(Region annotation entries)
-- BEGIN --
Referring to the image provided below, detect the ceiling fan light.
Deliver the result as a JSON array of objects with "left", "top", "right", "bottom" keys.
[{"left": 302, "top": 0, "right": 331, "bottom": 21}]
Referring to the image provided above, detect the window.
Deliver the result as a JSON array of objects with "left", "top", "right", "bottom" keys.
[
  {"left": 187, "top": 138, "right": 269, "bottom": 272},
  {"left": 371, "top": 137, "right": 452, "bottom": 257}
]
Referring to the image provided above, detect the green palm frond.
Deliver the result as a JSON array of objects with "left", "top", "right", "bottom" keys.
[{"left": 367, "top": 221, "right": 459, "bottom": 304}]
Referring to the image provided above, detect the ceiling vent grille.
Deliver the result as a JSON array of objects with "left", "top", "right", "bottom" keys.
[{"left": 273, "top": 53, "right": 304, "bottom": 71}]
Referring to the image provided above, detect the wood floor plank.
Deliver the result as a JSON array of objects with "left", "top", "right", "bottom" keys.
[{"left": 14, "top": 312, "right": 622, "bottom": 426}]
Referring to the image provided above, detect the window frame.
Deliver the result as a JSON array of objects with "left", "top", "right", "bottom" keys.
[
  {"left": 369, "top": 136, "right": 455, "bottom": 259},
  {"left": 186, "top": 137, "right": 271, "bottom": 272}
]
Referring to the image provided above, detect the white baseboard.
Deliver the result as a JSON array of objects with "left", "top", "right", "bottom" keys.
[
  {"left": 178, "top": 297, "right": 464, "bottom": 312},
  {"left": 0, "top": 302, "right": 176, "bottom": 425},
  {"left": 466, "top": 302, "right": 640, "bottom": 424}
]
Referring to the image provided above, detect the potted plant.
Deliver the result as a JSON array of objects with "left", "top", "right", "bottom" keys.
-- END --
● SHORT TASK:
Write out, without any change, the lines of the items starting at the line that contains "Referring to the image provided above, detect the ceiling" and ending at the final line of the items, including both of those lines.

● IN RESPONSE:
Referring to the image provided above, detect the ceiling vent grille.
Deliver the result as a JSON array of objects with "left", "top", "right", "bottom" keys.
[{"left": 273, "top": 53, "right": 304, "bottom": 71}]
Referring to the image provided above, detect the wood floor plank.
Deliver the result as a JSON array of objects with "left", "top", "right", "bottom" keys.
[{"left": 14, "top": 312, "right": 622, "bottom": 426}]
Referring to the image provided above, detect the window frame.
Deliver the result as a JSON array of objects with "left", "top", "right", "bottom" keys.
[
  {"left": 369, "top": 136, "right": 455, "bottom": 259},
  {"left": 186, "top": 137, "right": 271, "bottom": 272}
]
Referring to the image provided above, detect the white baseboard.
Deliver the result as a JSON array of objects with "left", "top", "right", "bottom" keys.
[
  {"left": 178, "top": 297, "right": 464, "bottom": 312},
  {"left": 0, "top": 302, "right": 176, "bottom": 425},
  {"left": 466, "top": 302, "right": 640, "bottom": 424}
]
Referring to the image provided above, detect the potted plant.
Deliver the result as a JSON array of objects with "left", "top", "right", "bottom" keys.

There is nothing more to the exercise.